» Instructions to follow: In each of the records below, swap "jersey" for "shirt" and leave everything else unchanged.

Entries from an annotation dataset
+++

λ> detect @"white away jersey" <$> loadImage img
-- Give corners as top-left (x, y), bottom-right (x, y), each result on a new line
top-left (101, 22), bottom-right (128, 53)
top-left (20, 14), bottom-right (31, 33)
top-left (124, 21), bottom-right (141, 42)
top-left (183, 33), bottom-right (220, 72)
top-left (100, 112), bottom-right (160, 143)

+++

» Written response:
λ> detect @"white away shirt" <$> loadImage img
-- Give corners as top-left (x, y), bottom-right (x, y), each result on a new line
top-left (101, 22), bottom-right (128, 53)
top-left (20, 14), bottom-right (31, 33)
top-left (124, 21), bottom-right (141, 42)
top-left (183, 33), bottom-right (220, 72)
top-left (100, 112), bottom-right (160, 143)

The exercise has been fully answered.